* [AIM OF THE TASK]: Your output must match the records exactly, line for line.
[MATERIAL FOR THIS EXERCISE — start]
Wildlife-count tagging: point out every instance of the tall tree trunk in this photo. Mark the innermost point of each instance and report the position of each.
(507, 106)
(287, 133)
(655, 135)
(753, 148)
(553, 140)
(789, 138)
[MATERIAL FOR THIS EXERCISE — finish]
* [REPLY]:
Wildlife-count tagging: point out every instance of the tall tree trunk in this photo. Mark the innermost point of each instance and report the position of each.
(507, 106)
(287, 133)
(655, 135)
(753, 148)
(553, 140)
(789, 138)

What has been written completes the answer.